**Job:** Translate this sentence from the text on the minimum wage into Spanish: "Krueger and Card found that in that case, contrary to what standard theory predicts, the increase in the minimum wage did not decrease employment."

**Extracted text:**

%%

I’ve been remiss in replying to this post by Megan McArdle, but today I’ve finally gotten around to it. This will be a really long post, so don’t say I didn’t warn ya.

McArdle basically argues two things: that 1) the minimum wage has a disemployment effect, and 2) that monopsony is not a persuasive model for the labor market (or at least for the low-wage retail sector). First I’ll deal with the evidence on the minimum wage. McArdle mentions the famous 1994 Alan Krueger and David Card study which looked at the impact of a 1992 increase in the minimum wage on employment in fast food establishments in New Jersey. Krueger and Card found that in that case, contrary to what standard theory predicts, the increase in the minimum wage did not decrease employment.

Very reasonable criticisms of that study have been made. McArdle summarizes:

The original study was a phone study; when another study asked for actual payroll records, they found the same result the standard model would predict: fast food employment dropped in New Jersey. Additionally, as Kevin Murphy has pointed out, the survey started long after employers knew that a minimum wage hike was coming–he compares it to assessing a midnight curfew by comparing the number of teenagers on the street at 11:59 to the number on the street at 12:30.

%%

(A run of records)

%%

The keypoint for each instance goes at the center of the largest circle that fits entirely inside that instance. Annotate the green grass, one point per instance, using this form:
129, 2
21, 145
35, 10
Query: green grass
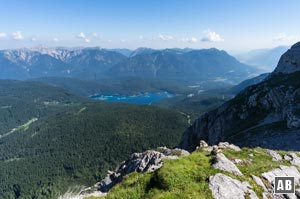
187, 177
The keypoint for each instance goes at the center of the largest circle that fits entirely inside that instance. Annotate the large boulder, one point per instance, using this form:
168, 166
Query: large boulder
224, 187
224, 164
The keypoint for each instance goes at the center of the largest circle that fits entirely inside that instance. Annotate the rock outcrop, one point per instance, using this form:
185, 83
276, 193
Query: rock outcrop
289, 61
222, 163
225, 187
147, 161
266, 114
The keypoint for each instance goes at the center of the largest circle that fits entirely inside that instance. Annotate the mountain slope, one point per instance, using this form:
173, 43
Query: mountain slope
86, 63
263, 58
265, 114
222, 171
195, 65
52, 140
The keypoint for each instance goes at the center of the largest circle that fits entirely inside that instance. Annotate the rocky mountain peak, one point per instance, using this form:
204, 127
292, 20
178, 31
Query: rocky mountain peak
289, 61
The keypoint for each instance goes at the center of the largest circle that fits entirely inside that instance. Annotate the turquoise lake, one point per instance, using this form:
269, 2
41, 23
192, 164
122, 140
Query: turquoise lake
146, 98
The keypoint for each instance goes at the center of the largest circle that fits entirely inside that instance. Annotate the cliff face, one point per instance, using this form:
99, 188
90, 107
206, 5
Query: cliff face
264, 115
289, 61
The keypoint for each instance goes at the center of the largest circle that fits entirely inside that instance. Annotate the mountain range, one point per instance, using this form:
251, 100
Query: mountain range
266, 114
265, 59
190, 65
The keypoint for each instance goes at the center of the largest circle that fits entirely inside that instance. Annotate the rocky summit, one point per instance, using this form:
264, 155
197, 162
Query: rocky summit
222, 171
289, 61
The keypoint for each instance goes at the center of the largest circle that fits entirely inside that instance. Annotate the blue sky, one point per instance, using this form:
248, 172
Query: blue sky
226, 24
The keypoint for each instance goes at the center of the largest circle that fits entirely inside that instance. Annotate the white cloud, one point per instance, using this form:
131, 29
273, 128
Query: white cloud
17, 35
189, 40
284, 37
165, 37
211, 36
84, 38
2, 35
81, 35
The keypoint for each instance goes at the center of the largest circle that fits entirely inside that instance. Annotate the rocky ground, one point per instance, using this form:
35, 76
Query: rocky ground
230, 173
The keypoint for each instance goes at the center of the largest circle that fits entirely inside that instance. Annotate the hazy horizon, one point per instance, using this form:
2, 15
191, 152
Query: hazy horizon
132, 24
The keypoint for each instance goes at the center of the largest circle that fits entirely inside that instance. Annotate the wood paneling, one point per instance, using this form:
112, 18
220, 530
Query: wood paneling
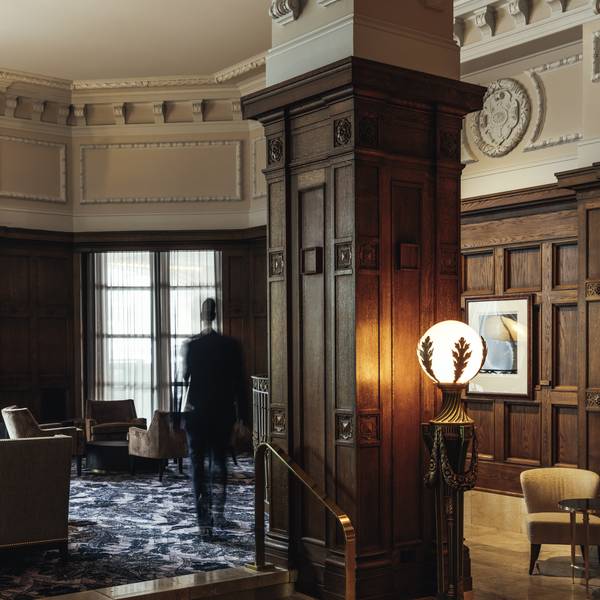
478, 273
363, 165
36, 324
545, 241
565, 346
522, 431
565, 265
564, 421
245, 306
522, 269
482, 412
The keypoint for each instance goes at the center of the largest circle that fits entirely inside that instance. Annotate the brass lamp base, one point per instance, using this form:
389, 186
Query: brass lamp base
453, 411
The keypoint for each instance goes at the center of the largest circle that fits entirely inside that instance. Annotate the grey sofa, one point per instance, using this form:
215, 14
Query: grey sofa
34, 504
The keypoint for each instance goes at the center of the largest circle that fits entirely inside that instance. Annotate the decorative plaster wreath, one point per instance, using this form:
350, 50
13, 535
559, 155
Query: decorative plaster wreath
502, 122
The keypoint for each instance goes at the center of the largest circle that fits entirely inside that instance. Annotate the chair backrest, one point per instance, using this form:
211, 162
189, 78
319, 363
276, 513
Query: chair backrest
112, 411
20, 423
544, 488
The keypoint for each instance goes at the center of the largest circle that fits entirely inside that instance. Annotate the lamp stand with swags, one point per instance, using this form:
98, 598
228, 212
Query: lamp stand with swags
450, 353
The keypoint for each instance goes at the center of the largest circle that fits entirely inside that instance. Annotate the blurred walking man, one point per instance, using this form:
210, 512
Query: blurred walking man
215, 371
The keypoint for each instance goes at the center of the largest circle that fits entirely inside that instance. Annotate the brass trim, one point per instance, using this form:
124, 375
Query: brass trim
259, 512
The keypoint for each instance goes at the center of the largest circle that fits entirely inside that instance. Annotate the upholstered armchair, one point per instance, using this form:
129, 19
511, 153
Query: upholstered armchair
34, 503
20, 423
161, 442
543, 489
110, 420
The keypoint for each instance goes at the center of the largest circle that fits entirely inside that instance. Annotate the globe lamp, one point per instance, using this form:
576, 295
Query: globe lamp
451, 353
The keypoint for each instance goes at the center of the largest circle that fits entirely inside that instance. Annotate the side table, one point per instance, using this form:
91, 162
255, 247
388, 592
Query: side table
585, 506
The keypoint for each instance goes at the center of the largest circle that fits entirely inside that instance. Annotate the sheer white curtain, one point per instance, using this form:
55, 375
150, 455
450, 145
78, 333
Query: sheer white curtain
146, 305
124, 329
193, 276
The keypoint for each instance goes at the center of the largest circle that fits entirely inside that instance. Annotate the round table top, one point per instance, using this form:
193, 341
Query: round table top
580, 504
109, 443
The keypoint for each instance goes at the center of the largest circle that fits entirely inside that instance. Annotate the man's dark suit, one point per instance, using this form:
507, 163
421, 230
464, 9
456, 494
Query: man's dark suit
214, 367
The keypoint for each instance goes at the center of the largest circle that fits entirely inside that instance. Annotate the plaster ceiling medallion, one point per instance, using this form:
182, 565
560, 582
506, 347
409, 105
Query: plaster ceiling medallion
501, 124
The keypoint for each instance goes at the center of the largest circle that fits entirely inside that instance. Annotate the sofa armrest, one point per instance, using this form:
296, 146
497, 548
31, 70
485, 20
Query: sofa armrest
35, 489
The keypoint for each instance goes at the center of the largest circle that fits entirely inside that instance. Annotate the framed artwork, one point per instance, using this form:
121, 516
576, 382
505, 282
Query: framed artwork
505, 325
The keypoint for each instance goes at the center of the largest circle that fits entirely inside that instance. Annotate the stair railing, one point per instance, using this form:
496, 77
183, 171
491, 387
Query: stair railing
259, 515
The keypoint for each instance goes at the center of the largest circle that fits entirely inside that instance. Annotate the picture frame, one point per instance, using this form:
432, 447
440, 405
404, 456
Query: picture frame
504, 322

%%

**Right answer:** Krueger y Card descubrieron que, en ese caso, contrariamente a lo que predice la teoría estándar, el aumento del salario mínimo no redujo el empleo.